Written tasks ▸
• 1. Answer these questions using the image capturing device claims.
(a) What range must the included angle formed by the extrapolated first and second reflective surfaces fall within?
(b) What does the aberration correction lens correct?
(c) Where is the aberration correction lens disposed?
• 2. Reproduce the passage of the image capturing device claims between "2. The image" and "than 15 degrees.", inclusive.
──────── Quoted passage
1. An image capturing device, comprising: at least one lens unit that includes a main lens, a first reflective lens and a second reflective lens, said first reflective lens having a first reflective surface that is configured to receive light which passes through said main lens into said image capturing device, said second reflective lens having a second reflective surface that is configured to receive light reflected from said first reflective surface; and an image sensor that is configured to receive and sense light reflected from said second reflective surface; wherein said second reflective surface and said first reflective surface are non-parallel to each other.

2. The image capturing device as claimed in claim 1, wherein said second reflective surface and said first reflective surface, when extrapolated, form an included angle that is greater than 0 degree but less than 15 degrees.

3. The image capturing device as claimed in claim 1, wherein said at least one lens unit further includes an aberration correction lens that is configured to correct an aberration caused by said main lens when the light passes therethrough.

4. The image capturing device as claimed in claim 3, wherein said aberration correction lens is disposed between said first and second reflective lenses for passage therethrough of the light reflected from said first reflective surface.
────────────────
──────── Given entries
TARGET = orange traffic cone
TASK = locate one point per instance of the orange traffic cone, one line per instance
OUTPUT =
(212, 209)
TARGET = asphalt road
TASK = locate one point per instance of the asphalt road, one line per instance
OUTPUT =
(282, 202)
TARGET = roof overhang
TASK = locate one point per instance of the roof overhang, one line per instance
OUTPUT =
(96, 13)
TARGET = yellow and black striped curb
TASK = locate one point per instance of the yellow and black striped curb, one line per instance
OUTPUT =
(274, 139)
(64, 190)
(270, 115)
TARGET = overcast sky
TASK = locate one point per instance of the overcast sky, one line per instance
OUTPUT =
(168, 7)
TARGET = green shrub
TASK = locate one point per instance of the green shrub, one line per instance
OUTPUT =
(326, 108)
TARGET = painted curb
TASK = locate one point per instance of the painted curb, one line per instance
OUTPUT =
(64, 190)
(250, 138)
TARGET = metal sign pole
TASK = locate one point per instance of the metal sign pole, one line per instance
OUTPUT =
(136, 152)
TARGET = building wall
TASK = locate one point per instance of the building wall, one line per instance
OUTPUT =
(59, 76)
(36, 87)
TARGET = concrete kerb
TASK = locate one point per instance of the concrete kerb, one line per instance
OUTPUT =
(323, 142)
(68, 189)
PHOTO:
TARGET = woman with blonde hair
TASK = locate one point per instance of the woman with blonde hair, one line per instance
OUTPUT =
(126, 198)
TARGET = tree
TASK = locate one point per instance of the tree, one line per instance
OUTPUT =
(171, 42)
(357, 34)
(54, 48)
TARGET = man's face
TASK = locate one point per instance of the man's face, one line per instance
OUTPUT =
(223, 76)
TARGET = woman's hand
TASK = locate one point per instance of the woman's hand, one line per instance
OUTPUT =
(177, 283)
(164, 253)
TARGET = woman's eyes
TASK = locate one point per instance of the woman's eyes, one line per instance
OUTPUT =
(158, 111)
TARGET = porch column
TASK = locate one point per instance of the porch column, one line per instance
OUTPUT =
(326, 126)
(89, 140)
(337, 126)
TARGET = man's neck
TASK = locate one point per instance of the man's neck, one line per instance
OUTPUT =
────────────────
Answers in order ▸
• 1.
(a) Greater than 0 degree but less than 15 degrees.
(b) An aberration caused by the main lens when the light passes through it.
(c) Between the first and second reflective lenses.

• 2.
2. The image capturing device as claimed in claim 1, wherein said second reflective surface and said first reflective surface, when extrapolated, form an included angle that is greater than 0 degree but less than 15 degrees.